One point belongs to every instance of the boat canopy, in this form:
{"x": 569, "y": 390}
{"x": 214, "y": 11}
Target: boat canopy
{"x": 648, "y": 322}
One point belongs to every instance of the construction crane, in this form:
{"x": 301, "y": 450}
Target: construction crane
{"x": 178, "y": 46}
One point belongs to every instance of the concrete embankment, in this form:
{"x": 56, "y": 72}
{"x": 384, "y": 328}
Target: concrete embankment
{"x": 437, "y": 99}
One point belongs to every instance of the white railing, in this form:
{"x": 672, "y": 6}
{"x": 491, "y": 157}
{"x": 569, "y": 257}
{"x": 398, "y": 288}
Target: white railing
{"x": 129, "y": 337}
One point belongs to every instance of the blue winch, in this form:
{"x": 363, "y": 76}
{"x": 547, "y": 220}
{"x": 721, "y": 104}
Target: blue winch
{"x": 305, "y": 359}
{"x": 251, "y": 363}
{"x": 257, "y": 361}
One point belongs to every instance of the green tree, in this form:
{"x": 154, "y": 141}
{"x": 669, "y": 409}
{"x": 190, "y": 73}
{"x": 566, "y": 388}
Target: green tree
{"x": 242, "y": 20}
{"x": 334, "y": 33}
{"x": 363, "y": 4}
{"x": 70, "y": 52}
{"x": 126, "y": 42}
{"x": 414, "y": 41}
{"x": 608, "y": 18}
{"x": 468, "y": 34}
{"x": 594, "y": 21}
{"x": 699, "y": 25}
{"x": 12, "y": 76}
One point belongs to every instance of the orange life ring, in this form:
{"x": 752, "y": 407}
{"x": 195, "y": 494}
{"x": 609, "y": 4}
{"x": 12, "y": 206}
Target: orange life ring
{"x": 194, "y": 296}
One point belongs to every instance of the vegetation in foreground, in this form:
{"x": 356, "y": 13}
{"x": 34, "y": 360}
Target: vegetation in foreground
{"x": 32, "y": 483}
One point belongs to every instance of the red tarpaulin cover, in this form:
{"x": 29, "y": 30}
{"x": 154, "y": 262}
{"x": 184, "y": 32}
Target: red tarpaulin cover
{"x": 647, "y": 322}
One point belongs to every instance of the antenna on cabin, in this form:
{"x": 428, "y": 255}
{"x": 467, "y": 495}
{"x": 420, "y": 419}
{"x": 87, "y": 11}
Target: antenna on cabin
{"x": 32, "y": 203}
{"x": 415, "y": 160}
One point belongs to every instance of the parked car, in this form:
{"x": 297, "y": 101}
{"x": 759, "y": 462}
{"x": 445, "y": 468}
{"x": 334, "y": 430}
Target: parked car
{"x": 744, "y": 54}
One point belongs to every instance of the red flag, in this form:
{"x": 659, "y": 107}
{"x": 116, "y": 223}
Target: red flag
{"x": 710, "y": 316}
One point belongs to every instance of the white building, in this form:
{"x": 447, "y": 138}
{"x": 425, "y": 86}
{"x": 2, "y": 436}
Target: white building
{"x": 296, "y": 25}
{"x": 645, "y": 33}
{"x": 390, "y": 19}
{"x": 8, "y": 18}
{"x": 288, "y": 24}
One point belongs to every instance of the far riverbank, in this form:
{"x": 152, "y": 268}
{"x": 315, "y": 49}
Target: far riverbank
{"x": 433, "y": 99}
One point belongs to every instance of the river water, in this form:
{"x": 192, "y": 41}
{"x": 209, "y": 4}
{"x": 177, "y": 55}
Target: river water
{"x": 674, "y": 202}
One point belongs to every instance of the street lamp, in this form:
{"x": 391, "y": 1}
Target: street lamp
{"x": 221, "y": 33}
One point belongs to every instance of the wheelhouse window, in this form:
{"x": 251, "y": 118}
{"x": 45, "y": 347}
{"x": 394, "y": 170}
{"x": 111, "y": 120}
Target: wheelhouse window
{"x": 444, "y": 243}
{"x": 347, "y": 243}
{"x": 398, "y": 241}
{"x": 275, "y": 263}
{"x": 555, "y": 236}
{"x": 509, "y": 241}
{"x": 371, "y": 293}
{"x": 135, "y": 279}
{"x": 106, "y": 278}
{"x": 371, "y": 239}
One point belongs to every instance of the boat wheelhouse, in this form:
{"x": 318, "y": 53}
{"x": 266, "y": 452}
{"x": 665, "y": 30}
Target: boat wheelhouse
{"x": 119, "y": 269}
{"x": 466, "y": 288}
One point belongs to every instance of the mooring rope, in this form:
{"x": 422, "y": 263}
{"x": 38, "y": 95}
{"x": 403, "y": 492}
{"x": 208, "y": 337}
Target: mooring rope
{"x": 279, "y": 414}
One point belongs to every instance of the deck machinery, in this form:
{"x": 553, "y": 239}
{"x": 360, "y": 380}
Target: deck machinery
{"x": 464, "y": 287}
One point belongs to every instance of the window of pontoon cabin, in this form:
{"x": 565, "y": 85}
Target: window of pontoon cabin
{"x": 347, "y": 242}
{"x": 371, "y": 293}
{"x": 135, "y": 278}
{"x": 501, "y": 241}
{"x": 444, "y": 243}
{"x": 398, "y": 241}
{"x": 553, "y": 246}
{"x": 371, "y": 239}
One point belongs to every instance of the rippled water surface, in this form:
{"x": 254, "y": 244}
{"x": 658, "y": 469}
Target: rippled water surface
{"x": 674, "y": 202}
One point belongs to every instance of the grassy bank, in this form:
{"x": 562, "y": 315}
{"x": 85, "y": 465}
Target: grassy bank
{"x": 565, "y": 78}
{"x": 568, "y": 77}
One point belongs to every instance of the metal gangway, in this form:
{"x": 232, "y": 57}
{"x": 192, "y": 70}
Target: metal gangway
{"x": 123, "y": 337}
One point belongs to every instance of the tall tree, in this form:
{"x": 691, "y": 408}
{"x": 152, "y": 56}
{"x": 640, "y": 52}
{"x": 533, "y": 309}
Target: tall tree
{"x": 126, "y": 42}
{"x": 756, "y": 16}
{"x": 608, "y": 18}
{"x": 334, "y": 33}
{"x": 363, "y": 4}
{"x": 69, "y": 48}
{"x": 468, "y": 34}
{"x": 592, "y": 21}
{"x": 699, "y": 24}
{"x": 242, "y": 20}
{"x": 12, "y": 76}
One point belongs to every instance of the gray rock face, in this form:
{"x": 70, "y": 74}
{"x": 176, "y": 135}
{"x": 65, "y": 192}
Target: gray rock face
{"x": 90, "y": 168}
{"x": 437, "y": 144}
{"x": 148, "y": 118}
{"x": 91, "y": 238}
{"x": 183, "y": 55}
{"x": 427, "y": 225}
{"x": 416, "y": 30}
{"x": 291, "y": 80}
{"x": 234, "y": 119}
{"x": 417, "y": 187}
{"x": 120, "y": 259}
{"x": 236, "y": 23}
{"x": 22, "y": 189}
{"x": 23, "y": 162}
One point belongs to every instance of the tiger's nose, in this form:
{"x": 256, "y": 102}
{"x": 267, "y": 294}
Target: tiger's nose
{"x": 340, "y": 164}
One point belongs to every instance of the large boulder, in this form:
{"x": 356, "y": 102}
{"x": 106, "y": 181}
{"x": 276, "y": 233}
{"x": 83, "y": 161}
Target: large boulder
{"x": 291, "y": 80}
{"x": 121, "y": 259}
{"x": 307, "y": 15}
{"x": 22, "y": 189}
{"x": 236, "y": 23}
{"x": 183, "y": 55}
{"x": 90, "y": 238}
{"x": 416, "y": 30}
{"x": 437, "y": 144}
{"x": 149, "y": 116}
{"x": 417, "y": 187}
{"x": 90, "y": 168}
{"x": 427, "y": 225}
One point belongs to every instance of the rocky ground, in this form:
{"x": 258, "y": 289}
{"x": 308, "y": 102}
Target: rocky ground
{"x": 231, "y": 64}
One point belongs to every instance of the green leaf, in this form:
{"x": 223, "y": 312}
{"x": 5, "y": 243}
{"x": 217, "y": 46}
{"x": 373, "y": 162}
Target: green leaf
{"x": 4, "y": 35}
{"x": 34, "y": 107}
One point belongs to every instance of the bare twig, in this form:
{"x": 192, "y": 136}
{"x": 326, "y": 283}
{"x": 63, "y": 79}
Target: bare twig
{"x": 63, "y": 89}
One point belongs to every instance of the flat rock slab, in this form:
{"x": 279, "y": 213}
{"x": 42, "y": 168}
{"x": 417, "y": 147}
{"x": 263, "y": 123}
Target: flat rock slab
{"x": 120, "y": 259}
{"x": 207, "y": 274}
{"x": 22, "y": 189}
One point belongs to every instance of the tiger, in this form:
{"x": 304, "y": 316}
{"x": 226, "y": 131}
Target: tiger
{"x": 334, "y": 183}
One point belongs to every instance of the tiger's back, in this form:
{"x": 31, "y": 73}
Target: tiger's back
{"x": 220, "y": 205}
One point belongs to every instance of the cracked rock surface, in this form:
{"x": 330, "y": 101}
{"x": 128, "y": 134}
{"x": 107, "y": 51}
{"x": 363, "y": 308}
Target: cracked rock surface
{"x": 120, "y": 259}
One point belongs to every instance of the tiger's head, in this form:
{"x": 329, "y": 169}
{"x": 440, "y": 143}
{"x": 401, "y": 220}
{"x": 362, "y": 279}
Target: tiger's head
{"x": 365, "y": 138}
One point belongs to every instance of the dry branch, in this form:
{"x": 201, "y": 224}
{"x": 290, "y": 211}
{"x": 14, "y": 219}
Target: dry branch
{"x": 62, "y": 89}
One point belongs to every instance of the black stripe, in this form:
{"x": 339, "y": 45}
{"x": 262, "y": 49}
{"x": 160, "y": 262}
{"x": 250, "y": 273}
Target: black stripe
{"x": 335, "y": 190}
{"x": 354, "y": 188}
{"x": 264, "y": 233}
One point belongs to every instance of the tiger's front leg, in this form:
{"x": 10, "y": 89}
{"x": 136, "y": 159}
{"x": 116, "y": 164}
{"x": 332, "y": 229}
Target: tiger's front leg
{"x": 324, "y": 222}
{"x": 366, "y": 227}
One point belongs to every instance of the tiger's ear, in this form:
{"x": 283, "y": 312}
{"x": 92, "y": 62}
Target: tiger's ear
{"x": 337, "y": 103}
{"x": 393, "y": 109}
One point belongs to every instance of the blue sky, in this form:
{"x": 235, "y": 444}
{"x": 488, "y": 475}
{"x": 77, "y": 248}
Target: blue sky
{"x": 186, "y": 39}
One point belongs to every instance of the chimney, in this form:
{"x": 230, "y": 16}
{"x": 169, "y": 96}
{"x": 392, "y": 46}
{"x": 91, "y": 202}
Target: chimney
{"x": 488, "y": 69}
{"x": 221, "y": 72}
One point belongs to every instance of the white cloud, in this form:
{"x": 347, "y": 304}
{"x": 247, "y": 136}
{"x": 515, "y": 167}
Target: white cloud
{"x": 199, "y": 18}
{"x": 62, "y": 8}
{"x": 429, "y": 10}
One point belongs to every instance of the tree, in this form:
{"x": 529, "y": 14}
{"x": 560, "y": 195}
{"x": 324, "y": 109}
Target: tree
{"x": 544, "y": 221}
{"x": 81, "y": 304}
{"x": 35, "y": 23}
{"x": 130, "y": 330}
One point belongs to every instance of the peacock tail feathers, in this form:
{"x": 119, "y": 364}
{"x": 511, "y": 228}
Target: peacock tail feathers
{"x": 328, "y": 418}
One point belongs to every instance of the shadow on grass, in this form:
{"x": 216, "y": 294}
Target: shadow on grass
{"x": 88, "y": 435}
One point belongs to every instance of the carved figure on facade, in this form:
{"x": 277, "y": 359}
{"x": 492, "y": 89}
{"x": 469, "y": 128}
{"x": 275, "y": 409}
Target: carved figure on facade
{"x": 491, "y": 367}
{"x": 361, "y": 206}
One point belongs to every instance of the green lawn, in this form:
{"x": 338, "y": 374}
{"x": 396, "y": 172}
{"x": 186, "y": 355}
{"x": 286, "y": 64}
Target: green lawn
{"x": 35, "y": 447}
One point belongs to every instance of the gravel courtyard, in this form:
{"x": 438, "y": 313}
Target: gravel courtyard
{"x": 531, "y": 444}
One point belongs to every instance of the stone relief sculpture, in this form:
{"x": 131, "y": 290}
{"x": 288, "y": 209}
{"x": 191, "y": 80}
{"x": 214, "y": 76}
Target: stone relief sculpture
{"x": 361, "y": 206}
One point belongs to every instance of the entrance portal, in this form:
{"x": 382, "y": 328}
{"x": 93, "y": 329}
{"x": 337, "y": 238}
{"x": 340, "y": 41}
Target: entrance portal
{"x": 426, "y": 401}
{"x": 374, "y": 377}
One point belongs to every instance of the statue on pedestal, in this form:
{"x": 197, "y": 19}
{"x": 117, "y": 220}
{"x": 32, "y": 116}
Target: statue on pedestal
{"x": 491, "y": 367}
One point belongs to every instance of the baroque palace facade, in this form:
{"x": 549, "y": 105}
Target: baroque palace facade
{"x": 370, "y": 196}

━━━━━━━━━━━━━━━━━━━━

- _WHAT YOU WILL DO_: Write out exactly, and only, each line from the one with "Target: entrance portal" down to the last line of the records above.

- _SOLUTION FOR THIS PROBLEM_:
Target: entrance portal
{"x": 426, "y": 401}
{"x": 374, "y": 377}
One point belongs to every instance of the statue on pedestal, in this form:
{"x": 197, "y": 19}
{"x": 117, "y": 220}
{"x": 32, "y": 116}
Target: statue on pedestal
{"x": 491, "y": 367}
One point belongs to every instance of the baroque palace facade, in this form:
{"x": 549, "y": 105}
Target: baroque palace facade
{"x": 370, "y": 196}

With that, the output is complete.